GIVEN EXERCISE => Please list every line in the entries below that contains the string "beaded", copying each line in full. Treat uppercase and lowercase as different, so only an exact-case match counts.

Annotation data for object locations:

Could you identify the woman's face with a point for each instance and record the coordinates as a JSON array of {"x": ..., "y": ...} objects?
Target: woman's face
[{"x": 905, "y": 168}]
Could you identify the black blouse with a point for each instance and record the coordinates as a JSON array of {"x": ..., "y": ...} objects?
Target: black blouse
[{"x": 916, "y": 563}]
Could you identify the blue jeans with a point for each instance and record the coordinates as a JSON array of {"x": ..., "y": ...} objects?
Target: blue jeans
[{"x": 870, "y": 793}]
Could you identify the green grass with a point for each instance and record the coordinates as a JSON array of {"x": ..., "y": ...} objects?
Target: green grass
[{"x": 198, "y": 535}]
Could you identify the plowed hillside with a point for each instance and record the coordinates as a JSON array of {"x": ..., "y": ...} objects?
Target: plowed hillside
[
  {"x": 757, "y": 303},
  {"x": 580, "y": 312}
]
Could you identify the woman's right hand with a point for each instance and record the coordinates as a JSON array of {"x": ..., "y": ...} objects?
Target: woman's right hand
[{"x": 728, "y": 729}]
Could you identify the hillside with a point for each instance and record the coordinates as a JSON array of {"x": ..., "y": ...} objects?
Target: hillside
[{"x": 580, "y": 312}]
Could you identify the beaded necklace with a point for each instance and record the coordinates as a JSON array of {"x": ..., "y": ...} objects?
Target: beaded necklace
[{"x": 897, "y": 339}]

* * *

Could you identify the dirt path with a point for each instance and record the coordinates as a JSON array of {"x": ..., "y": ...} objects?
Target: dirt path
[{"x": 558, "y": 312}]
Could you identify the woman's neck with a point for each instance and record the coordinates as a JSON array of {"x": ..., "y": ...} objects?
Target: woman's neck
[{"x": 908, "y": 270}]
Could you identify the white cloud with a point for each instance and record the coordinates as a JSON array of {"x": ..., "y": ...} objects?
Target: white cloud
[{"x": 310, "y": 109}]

RESPONSE =>
Could you identify the beaded necklace with a point for each instance and record the coordinates as a JSON array of {"x": ..., "y": ...} objects?
Target: beaded necklace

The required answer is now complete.